- [What is being asked] Nothing below is to be printed except the lines between the line holding "Target: gold picture frame" and the line holding "Target: carved desk leg", inclusive, each exactly as it appears.

--

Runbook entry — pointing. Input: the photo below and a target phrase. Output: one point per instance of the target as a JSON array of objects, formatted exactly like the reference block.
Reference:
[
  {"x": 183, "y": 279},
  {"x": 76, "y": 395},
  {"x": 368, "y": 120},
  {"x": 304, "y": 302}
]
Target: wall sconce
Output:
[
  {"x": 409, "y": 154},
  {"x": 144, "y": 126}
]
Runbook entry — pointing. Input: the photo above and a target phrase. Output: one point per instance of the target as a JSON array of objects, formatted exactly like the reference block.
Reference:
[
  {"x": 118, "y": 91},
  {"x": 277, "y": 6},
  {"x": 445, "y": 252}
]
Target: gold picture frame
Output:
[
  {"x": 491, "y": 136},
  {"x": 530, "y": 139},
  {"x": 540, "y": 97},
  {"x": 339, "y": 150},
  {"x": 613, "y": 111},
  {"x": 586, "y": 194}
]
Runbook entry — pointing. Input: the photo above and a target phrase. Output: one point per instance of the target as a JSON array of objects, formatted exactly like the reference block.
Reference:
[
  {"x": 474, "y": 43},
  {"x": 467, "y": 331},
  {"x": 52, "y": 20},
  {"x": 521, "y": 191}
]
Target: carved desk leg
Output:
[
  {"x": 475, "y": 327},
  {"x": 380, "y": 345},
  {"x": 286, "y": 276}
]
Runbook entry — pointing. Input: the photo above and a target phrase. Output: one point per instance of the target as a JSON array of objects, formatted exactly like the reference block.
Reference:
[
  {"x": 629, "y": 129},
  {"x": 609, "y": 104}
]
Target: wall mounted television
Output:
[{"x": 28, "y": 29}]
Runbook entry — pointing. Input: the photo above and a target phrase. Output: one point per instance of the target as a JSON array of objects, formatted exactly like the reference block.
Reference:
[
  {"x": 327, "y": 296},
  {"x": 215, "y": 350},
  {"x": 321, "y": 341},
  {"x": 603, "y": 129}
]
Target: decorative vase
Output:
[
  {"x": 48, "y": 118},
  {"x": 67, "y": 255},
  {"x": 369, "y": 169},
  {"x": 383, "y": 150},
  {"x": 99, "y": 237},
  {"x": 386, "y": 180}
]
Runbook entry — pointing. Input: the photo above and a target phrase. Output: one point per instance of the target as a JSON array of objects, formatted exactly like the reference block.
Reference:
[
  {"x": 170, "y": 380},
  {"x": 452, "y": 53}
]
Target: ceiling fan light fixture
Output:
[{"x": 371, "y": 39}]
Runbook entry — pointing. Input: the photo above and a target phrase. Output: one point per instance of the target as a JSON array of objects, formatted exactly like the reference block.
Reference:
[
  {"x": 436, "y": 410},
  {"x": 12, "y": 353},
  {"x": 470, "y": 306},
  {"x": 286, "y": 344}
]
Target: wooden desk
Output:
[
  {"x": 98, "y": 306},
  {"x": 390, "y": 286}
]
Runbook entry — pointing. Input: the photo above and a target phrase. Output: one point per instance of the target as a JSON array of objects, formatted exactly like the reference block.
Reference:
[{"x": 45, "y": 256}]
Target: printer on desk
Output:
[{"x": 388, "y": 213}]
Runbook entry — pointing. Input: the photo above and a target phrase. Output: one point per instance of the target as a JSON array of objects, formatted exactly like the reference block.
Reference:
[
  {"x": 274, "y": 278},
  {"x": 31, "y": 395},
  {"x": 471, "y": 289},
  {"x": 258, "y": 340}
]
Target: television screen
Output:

--

- [Answer to this task]
Target: gold picture frame
Output:
[
  {"x": 491, "y": 136},
  {"x": 530, "y": 139},
  {"x": 540, "y": 97},
  {"x": 339, "y": 150},
  {"x": 613, "y": 111},
  {"x": 586, "y": 194}
]
Runbook entry — pointing. Input: the photo above and a target phrase. Output: one point per instance of the target as a JSON array of objects, formatted exactly like the reference block.
Reference:
[
  {"x": 474, "y": 43},
  {"x": 467, "y": 331},
  {"x": 52, "y": 20},
  {"x": 521, "y": 191}
]
Target: carved desk leg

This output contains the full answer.